- _Problem set_
- A) Using the Seahawks passage, answer each question on its own line:
(i) Which school did the Seahawks draft Golden Tate from?
(ii) What was the final score of the regular-season finale against the St. Louis Rams?
(iii) How many tackles did Marshawn Lynch break on his 67-yard touchdown run against the Saints?
- B) Please extract a section of the Seahawks passage word for word, beginning at the words "Thanks to a" and stopping after "Lynch in Week 5.".

- _Selected passage_

Thanks to a trade with the Denver Broncos the previous year, the Seahawks had two first-round picks in the draft, which they used to select left tackle Russell Okung from Oklahoma State University and safety Earl Thomas from the University of Texas. Their second-round pick was used to draft wide receiver Golden Tate from Notre Dame University. Among the many roster moves the team made included signing running back Leon Washington, defensive end Raheem Brock, and wide receiver Mike Williams; releasing wide receiver T. J. Houshmandzadeh, running back Julius Jones and fullback Owen Schmitt. The Seahawks also traded for backup quarterback Charlie Whitehurst during the offseason, and running back Marshawn Lynch in Week 5.

The team got off to a promising 4–2 start, with Seattle returning two kickoffs for touchdowns in Week 3 for a 27–20 win over the San Diego Chargers and the Seahawks defense causing six sacks of Chicago Bears quarterback Jay Cutler in a Week 5 23–20 win. The team displayed plenty of weaknesses, however, and each of their losses during the regular season was by no fewer than 15 points. Blowout losses included a two-week stretch against the Oakland Raiders and New York Giants where the team was outscored 78–10. Despite coming into the final week of the season with a 6–9 record, they were still eligible to a playoff spot thanks to the extreme weakness of the NFC West, and Whitehurst's backup performance in their regular season finale against the St. Louis Rams was enough to clinch the NFC West title with a 16–6 win, making the Seahawks the first division champion in NFL history to finish the season with a losing record.

In the playoffs' Wild Card match up, the Seahawks hosted the defending Super Bowl champion New Orleans Saints, who had previously beaten the Seahawks 34–19 in Week 11. Though they fell behind by 10 points on two separate occasions during the game, a 4-touchdown performance by Hasselbeck (two to Brandon Stokley) and an electrifying 67-yard touchdown run by Marshawn Lynch late in the game propelled the Seahawks to a stunning 41–36 upset over the Saints. The game also was noteworthy for a small earthquake produced by the enormous noise generated by the 12th Man (Seahawks fans) at Qwest Field. The "Beast-quake", as it was called, was a 67-yard breakaway touchdown run by Marshawn Lynch (Seattle's running back who earned the nickname "Beast Mode") which was the margin of victory. Reaction by the home crowd to the play resonated as seismic activity to local seismologists, thus earning the moniker. Lynch broke 9 tackles on the play and it was the winning touchdown. It was also Hasselbeck's final game there, where he had played from 2001 to 2010.

- _Recorded data_

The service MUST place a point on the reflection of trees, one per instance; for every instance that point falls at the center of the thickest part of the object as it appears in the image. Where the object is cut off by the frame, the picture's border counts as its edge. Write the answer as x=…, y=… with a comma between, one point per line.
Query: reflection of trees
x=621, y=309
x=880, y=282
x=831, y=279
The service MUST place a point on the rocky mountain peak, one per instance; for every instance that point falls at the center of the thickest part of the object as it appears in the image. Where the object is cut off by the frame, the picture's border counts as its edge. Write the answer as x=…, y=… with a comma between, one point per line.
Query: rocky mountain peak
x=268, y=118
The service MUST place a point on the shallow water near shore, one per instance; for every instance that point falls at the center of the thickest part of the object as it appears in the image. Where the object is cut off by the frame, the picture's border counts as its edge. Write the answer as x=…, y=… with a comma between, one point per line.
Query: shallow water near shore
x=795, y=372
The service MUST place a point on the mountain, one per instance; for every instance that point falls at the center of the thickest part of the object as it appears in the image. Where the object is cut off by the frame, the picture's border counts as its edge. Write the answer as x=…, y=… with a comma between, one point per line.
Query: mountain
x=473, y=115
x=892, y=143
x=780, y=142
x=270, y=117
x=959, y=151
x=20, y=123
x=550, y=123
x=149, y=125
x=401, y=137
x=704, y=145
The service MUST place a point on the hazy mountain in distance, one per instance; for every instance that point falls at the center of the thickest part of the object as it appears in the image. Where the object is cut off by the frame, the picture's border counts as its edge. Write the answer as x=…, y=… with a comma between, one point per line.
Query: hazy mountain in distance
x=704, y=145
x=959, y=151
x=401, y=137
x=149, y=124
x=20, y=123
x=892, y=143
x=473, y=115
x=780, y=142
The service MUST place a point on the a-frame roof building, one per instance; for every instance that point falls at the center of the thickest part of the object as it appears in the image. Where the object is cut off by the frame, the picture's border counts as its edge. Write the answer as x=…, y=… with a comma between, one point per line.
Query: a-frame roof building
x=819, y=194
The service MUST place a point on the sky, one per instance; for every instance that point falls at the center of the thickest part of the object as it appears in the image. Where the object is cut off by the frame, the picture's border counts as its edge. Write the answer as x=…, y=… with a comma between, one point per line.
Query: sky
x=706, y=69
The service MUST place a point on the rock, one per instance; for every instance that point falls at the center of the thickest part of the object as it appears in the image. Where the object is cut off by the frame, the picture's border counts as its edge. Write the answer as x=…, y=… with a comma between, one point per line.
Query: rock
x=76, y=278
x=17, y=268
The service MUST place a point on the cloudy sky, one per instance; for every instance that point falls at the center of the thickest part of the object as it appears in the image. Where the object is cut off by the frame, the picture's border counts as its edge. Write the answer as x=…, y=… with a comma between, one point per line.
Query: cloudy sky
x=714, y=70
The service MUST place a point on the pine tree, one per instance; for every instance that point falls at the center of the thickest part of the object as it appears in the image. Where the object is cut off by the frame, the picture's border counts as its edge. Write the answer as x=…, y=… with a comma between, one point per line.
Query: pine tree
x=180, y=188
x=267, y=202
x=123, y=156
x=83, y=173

- _Final answers_
- A)
(i) Notre Dame University
(ii) 16–6, a Seahawks win
(iii) 9

- B)
Thanks to a trade with the Denver Broncos the previous year, the Seahawks had two first-round picks in the draft, which they used to select left tackle Russell Okung from Oklahoma State University and safety Earl Thomas from the University of Texas. Their second-round pick was used to draft wide receiver Golden Tate from Notre Dame University. Among the many roster moves the team made included signing running back Leon Washington, defensive end Raheem Brock, and wide receiver Mike Williams; releasing wide receiver T. J. Houshmandzadeh, running back Julius Jones and fullback Owen Schmitt. The Seahawks also traded for backup quarterback Charlie Whitehurst during the offseason, and running back Marshawn Lynch in Week 5.